- [CHALLENGE] Repeat each line exactly as it is written.

- [ITEMS]
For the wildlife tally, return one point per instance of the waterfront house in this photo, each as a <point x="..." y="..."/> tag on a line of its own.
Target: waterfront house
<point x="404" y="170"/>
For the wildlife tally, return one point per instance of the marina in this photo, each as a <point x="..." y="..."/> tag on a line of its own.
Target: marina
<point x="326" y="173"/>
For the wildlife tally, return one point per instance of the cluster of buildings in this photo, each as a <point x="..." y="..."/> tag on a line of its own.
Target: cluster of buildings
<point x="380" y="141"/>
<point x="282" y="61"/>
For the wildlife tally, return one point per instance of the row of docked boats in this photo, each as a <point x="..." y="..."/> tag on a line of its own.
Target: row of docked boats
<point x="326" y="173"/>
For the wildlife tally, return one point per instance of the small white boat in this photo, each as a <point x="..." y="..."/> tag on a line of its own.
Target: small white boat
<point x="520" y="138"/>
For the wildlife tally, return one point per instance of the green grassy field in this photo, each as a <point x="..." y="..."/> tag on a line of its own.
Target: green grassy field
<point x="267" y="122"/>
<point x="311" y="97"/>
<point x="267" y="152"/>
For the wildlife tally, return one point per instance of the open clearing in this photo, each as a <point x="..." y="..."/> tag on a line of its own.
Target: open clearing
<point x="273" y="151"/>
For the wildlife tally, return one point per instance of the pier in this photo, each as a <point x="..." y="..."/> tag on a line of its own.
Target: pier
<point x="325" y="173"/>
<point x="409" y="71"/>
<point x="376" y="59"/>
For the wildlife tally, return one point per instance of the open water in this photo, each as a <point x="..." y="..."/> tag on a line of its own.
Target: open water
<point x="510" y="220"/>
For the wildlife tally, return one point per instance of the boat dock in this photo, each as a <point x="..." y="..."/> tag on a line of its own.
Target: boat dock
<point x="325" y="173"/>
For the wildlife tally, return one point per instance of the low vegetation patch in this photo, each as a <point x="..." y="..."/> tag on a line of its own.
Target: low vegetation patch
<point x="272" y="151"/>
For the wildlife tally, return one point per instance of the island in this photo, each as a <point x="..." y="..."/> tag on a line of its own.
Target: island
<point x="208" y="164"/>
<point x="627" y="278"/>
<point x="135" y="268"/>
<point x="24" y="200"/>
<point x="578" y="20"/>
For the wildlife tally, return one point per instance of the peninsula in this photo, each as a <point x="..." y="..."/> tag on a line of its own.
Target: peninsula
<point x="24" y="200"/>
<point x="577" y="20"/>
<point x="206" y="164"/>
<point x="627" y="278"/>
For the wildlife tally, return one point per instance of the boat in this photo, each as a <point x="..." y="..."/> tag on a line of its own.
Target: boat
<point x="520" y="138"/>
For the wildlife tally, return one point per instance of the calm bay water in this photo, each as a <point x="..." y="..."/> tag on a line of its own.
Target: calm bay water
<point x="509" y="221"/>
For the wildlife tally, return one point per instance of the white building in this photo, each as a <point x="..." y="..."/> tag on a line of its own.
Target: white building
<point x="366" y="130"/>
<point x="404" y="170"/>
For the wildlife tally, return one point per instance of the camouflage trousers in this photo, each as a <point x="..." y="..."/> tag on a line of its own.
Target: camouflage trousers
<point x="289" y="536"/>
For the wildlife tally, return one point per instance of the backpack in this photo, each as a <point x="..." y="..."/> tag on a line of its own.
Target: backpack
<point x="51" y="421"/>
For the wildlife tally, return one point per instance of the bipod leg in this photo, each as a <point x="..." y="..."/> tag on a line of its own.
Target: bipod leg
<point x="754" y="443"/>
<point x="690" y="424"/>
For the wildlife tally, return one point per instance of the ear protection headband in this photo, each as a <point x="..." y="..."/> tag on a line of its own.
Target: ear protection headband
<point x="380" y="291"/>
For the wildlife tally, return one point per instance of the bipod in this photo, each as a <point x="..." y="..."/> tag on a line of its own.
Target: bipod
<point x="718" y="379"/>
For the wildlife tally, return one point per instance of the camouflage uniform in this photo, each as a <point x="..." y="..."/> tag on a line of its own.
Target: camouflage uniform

- [SOLUTION FOR THIS EXERCISE]
For the wildlife tally, return one point per instance of the waterfront house in this photo, each as a <point x="..." y="..."/> tag on a line of its own.
Target: waterfront house
<point x="404" y="170"/>
For the wildlife tally, return one point per instance of the marina in this photo, each as a <point x="..." y="..."/> tag on a line of its own.
Target: marina
<point x="326" y="173"/>
For the wildlife tally, return one point per instance of the cluster of buildings in this photo, each as a <point x="..." y="..."/> tag on a line of its own.
Target: cluster of buildings
<point x="380" y="141"/>
<point x="282" y="61"/>
For the wildlife tally, return one point per instance of the row of docked boats in this photo, each as a <point x="..." y="..."/> tag on a line of its own.
Target: row of docked boats
<point x="326" y="173"/>
For the wildlife tally, return one point per instance of the small white boat in this photo, each as a <point x="..." y="..."/> tag on a line of its own.
Target: small white boat
<point x="520" y="138"/>
For the wildlife tally, return one point per instance of the green grassy field in this photo, each as a <point x="..." y="..."/> tag on a line of its own.
Target: green grassy field
<point x="267" y="122"/>
<point x="311" y="97"/>
<point x="267" y="152"/>
For the wildlife tally, return one point per instance of the open clearing in this photo, each as a <point x="..." y="..."/> tag on a line of its own.
Target: open clearing
<point x="273" y="151"/>
For the wildlife tally, return one point per instance of the pier in this photo, each as a <point x="..." y="..."/> tag on a line of its own.
Target: pier
<point x="325" y="173"/>
<point x="409" y="71"/>
<point x="376" y="59"/>
For the wildlife tally, return one point per instance of the open water in this photo, each as a <point x="..." y="..."/> tag on a line of its own.
Target: open water
<point x="510" y="220"/>
For the wildlife tally, return one point per instance of the boat dock in this photo, each as a <point x="..." y="..."/> tag on a line of its own.
Target: boat dock
<point x="325" y="173"/>
For the wildlife tally, return one point per instance of the low vegetation patch in this photo, each as a <point x="..." y="..."/> tag on a line of its own.
Target: low vegetation patch
<point x="272" y="151"/>
For the wildlife tally, return one point per instance of the island in this photo, each as a <point x="..." y="..."/> tag on a line of its own.
Target: island
<point x="208" y="164"/>
<point x="627" y="278"/>
<point x="135" y="268"/>
<point x="24" y="200"/>
<point x="578" y="20"/>
For the wildlife tally, return one point per instance of the peninsula in this photo, each as a <point x="..." y="..."/> tag on a line of its own.
Target: peninsula
<point x="24" y="200"/>
<point x="577" y="20"/>
<point x="206" y="164"/>
<point x="627" y="278"/>
For the wildlife tally, return one point per instance of the boat in this photo, each as a <point x="..." y="..."/> tag on a line of its own.
Target: boat
<point x="520" y="138"/>
For the wildlife tally, return one point per instance of the calm bay water in this photo, each as a <point x="..." y="..."/> tag on a line of its own.
Target: calm bay water
<point x="509" y="221"/>
For the wildlife tally, return one point per instance of the white building in this photo, each as a <point x="..." y="..."/> tag on a line of its own.
Target: white building
<point x="366" y="130"/>
<point x="404" y="170"/>
For the wildlife tally, return one point per instance of the camouflage trousers in this photo, each as a <point x="..." y="..."/> tag on a line of its own.
Target: camouflage trousers
<point x="289" y="536"/>
For the wildlife tally, return one point per instance of the backpack in this photo, each as a <point x="..." y="..."/> tag on a line of its own.
Target: backpack
<point x="51" y="421"/>
For the wildlife tally, return one point per instance of the bipod leg in this photo, each as a <point x="..." y="..."/> tag on a line of its own.
Target: bipod leg
<point x="754" y="443"/>
<point x="690" y="424"/>
For the wildlife tally, return one point per instance of the ear protection headband in this photo, each as a <point x="..." y="..."/> tag on a line of its own.
Target: ear protection headband
<point x="380" y="291"/>
For the wildlife tally, return one point per instance of the bipod in this photo, each as a <point x="..." y="..."/> tag on a line of its own.
Target: bipod
<point x="718" y="379"/>
For the wildlife tally, return one point per instance of the camouflage uniform in this photo, each as a <point x="..." y="..."/> tag on a line of its own.
Target: camouflage uniform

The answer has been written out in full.